# Exercise prompt
Rescale the data from its first line through the line with "[11,205,372,612]", giving every line again. Multiply each bounding box coordinate in the answers by 2.4 and round it to a whole number, with halves rounded up, and copy all other lines unchanged.

# Records provided

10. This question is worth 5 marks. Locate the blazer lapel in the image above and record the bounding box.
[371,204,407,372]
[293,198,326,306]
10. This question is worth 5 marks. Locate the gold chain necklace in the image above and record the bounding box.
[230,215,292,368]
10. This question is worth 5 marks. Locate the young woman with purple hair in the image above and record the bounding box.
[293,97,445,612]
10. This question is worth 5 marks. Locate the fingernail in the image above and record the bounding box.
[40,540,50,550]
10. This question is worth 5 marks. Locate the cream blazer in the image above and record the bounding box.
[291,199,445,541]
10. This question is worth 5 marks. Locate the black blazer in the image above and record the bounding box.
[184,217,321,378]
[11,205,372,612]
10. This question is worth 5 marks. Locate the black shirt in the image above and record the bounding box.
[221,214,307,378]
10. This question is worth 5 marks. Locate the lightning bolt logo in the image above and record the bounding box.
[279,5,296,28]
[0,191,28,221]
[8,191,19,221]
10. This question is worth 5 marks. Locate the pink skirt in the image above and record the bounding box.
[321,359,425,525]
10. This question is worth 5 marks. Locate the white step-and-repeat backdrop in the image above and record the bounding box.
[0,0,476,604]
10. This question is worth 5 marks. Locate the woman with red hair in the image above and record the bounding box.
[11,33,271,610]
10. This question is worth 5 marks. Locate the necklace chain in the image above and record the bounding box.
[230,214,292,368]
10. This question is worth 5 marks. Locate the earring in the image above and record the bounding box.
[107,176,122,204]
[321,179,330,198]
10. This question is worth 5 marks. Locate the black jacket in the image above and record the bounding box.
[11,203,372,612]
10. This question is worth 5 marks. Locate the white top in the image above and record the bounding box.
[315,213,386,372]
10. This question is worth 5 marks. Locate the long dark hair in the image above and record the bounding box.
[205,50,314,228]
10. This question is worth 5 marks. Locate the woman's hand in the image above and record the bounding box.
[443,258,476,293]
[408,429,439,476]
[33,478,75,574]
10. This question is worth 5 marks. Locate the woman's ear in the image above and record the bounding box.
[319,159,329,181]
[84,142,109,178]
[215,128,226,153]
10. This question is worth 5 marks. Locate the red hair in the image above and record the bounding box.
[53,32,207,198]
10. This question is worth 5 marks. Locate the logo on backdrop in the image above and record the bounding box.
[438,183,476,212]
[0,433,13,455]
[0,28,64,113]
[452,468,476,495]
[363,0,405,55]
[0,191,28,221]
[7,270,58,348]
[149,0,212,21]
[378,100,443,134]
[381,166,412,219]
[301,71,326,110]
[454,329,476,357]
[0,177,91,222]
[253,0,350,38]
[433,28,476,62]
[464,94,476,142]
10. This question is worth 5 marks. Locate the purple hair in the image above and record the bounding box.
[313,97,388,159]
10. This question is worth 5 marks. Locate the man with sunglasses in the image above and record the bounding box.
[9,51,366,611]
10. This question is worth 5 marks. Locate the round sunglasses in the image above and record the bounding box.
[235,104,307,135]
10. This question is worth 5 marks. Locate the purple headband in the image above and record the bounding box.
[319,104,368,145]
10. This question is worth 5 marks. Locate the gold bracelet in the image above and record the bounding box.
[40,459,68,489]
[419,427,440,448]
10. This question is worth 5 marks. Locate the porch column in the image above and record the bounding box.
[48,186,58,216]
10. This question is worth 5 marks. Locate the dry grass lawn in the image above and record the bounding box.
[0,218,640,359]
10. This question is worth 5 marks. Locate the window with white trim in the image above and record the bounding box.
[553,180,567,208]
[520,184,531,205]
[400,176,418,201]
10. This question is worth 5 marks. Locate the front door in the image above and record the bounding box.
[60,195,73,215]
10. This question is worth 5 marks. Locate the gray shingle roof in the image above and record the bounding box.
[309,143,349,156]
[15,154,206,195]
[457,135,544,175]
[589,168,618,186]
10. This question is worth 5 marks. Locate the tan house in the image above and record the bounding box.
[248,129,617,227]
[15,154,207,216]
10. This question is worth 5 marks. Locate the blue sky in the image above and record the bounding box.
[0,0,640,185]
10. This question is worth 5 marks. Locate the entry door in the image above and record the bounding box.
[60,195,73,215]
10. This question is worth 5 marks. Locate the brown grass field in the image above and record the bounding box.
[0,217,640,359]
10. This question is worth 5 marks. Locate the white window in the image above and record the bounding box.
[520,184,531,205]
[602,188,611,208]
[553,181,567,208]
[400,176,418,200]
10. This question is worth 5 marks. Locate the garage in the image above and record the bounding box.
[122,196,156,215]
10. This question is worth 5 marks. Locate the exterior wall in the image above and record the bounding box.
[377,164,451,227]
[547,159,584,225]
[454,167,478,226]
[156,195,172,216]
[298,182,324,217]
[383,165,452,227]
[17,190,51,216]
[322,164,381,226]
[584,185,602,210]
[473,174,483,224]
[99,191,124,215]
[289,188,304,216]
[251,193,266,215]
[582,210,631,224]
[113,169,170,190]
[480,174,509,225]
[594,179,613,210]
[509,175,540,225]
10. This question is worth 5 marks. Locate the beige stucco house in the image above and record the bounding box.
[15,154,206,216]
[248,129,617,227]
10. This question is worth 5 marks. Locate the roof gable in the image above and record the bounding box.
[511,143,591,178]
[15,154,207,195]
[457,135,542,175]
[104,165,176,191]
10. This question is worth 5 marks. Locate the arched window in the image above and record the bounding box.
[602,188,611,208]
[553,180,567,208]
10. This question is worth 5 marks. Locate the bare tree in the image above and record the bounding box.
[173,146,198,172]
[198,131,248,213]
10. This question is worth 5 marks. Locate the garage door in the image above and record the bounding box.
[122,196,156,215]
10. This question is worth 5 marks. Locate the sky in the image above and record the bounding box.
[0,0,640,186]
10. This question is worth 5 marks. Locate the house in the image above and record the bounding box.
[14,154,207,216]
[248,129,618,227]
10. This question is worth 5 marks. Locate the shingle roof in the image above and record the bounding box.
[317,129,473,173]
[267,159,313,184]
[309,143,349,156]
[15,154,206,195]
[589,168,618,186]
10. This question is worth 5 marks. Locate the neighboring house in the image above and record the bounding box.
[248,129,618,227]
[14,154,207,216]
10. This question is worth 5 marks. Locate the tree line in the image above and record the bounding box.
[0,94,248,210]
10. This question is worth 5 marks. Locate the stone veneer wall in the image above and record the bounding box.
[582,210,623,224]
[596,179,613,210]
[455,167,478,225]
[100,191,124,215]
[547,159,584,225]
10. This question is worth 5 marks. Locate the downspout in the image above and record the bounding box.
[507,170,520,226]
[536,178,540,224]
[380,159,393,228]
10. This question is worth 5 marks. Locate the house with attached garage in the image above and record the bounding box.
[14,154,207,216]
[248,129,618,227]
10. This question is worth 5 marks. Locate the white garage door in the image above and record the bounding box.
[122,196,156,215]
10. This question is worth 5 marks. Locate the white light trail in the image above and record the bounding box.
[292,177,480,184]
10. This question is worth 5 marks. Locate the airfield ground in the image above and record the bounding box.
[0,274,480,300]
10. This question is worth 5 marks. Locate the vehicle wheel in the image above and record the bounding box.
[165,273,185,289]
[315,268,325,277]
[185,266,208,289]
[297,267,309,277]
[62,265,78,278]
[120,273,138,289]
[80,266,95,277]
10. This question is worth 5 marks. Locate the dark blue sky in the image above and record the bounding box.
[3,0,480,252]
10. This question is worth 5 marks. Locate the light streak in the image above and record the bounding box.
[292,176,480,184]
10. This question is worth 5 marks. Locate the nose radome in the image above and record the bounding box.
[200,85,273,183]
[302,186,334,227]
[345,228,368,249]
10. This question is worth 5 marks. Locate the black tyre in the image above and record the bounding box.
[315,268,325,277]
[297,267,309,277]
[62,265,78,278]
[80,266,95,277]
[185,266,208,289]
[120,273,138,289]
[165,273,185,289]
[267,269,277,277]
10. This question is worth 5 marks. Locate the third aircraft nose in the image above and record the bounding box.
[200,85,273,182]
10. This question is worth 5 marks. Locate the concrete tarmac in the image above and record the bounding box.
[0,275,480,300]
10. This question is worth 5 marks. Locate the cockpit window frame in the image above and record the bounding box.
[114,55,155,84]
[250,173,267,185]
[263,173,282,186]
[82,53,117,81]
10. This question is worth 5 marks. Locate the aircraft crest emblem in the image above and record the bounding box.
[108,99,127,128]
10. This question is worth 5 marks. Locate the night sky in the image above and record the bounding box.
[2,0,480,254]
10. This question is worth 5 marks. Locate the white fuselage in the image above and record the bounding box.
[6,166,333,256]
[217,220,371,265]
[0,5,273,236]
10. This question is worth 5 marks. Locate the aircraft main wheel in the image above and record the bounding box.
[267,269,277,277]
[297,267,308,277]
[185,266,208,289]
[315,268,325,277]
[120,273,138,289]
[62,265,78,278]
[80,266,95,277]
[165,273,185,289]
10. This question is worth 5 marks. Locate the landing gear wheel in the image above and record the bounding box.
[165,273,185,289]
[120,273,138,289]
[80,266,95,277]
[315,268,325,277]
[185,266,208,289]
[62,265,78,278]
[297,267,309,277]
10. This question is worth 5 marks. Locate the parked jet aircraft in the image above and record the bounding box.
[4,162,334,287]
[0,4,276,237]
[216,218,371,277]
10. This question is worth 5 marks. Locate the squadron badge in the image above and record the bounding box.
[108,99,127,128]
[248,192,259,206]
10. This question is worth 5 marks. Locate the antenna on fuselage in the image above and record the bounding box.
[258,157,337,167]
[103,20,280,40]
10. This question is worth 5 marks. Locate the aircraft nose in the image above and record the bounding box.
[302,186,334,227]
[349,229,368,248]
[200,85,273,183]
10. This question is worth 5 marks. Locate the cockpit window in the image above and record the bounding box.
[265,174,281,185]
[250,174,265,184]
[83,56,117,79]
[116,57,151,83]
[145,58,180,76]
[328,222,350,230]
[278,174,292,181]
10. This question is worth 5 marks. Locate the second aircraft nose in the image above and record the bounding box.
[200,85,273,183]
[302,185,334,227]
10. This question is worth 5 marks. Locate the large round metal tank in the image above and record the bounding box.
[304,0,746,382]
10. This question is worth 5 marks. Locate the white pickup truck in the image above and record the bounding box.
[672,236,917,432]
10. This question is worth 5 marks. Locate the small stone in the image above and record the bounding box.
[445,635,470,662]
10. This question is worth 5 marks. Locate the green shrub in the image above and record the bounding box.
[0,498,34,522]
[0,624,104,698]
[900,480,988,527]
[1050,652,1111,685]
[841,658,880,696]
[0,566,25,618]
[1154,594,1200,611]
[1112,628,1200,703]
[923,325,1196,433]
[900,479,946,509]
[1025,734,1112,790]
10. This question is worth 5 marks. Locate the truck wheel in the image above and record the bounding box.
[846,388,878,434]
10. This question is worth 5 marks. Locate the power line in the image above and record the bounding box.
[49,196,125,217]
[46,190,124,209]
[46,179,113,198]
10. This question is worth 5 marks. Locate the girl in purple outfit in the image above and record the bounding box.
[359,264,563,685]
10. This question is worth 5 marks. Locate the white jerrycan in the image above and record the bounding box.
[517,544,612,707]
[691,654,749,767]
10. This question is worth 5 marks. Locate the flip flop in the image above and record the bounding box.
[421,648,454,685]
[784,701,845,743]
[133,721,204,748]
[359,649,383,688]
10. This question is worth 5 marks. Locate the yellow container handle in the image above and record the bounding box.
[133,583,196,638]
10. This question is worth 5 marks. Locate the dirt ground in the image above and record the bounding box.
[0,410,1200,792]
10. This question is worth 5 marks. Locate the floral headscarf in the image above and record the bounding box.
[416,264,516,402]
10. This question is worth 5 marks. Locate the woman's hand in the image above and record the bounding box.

# Completed exercise
10. This question is worth 5 marks. Locate the blazer lapel in the image above and record the bounding box.
[890,490,977,893]
[703,475,782,734]
10. This question is worth 5 marks. Locate the gold chain necklace in the image above and record the bounding box.
[552,516,701,883]
10. This question is worth 5 marks. Locate the young woman with purple hair in the image above and record the bounding box.
[703,233,1068,1469]
10. This question is worth 5 marks. Locate the fingernail in the image above and record the bounding box.
[96,1296,120,1320]
10. This question is worth 5 marks. Locate the cream blazer in the image above and record the bounding box.
[698,478,1068,1298]
10. This question is worth 5 marks. Locate the black blazer in the image above and record the bounding box.
[442,521,770,907]
[26,492,893,1469]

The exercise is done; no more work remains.